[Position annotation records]
+ + + +

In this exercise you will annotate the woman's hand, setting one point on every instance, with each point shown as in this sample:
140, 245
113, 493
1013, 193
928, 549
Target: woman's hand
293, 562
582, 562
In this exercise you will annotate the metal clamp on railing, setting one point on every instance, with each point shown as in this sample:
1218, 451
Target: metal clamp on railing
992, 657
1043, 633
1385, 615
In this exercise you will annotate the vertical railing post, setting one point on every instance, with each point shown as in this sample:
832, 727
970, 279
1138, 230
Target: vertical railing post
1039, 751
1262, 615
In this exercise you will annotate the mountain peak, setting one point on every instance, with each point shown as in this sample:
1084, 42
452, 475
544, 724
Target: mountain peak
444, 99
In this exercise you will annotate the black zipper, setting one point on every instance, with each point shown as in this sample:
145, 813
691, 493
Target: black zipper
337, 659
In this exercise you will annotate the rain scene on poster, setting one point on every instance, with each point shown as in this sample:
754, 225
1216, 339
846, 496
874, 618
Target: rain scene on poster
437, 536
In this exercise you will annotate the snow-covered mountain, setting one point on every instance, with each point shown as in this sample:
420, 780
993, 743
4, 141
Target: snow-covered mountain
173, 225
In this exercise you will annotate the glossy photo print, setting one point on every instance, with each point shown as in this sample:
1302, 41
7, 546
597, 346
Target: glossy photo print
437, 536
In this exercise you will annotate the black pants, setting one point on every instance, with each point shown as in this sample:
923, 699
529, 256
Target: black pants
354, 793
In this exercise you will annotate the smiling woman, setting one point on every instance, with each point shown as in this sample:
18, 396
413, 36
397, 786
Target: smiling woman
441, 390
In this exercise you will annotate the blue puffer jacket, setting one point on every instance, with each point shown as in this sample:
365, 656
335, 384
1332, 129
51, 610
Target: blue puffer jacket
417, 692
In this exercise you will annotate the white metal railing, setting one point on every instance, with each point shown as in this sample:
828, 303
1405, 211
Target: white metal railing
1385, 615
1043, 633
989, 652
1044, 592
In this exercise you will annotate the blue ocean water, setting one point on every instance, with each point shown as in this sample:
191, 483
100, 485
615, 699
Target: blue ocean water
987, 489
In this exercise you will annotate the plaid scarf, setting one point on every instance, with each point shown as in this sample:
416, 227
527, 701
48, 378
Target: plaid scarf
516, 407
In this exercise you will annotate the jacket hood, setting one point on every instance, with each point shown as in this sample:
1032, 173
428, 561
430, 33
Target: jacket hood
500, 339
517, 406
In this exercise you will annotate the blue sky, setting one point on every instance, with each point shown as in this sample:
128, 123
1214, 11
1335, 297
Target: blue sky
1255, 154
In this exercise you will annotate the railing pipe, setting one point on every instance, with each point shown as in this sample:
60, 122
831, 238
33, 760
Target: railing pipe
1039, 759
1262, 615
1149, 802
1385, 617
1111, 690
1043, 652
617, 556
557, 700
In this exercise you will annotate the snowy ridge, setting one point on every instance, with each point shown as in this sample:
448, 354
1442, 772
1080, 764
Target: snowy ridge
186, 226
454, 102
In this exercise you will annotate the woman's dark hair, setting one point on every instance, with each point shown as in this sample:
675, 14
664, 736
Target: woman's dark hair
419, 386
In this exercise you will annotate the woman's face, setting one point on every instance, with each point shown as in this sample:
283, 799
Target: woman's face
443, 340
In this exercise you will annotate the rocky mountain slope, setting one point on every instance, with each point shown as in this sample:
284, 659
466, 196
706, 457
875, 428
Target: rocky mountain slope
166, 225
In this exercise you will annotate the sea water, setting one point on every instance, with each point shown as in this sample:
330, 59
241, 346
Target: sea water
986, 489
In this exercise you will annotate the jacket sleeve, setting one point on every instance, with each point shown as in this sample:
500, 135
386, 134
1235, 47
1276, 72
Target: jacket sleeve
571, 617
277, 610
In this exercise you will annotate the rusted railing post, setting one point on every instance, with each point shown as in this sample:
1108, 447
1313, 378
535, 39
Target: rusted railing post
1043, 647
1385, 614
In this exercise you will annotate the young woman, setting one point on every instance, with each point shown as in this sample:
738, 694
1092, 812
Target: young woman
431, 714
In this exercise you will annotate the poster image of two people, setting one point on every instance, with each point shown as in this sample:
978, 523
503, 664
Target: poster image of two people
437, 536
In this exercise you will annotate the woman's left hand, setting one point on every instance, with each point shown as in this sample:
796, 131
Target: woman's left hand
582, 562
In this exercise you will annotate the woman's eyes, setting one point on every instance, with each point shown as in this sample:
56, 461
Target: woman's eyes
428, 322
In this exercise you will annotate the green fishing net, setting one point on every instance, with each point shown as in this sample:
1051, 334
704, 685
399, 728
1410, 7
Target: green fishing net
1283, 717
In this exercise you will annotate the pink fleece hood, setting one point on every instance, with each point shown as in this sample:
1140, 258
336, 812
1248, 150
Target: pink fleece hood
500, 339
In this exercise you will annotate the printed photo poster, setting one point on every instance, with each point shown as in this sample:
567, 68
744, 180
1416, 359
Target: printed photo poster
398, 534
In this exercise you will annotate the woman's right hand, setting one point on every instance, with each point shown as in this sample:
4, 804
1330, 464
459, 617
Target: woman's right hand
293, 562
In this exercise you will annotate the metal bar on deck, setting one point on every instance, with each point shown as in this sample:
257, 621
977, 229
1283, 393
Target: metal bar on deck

+ + + +

Written instruction:
Rewrite the rows from the line containing "In this exercise you will annotate the poster" down to the end, swapping "annotate" for "mark" and changing nothing else.

Solution to this exercise:
In this exercise you will mark the poster image of two people, setting one point on every instance, with each point shown as in this sample:
978, 523
503, 664
Target: poster image of two people
437, 536
In this exercise you will mark the woman's left hand, setting one point on every instance, with each point shown as in this sample:
796, 131
Target: woman's left hand
582, 562
In this exercise you will mark the woman's eyes, setting one point on every instance, with each point shown as in this sample:
56, 461
Target: woman's eyes
428, 322
In this exercise you will mark the green fishing net, setting one point on every instance, with each point shown as in this sample:
1051, 334
704, 685
399, 728
1410, 7
Target: green fishing net
1283, 717
In this exercise you will mark the pink fleece hood, setting one point on every instance, with each point shown as in this sample:
1140, 258
336, 812
1248, 150
Target: pink fleece hood
500, 339
In this exercise you will mark the printed photo poster, setting one point on every instance, with each point shown as in this sample:
567, 68
744, 180
1416, 359
Target: printed photo poster
398, 534
In this exercise you will mark the woman's right hand, setting one point on every instance, with each point shown as in this sample:
4, 804
1330, 464
459, 617
Target: woman's right hand
293, 562
In this exercise you will mark the metal bar on deck, setting one point on every instance, with each point shown as in this sample:
257, 621
977, 229
1283, 393
Target: metal bar on deck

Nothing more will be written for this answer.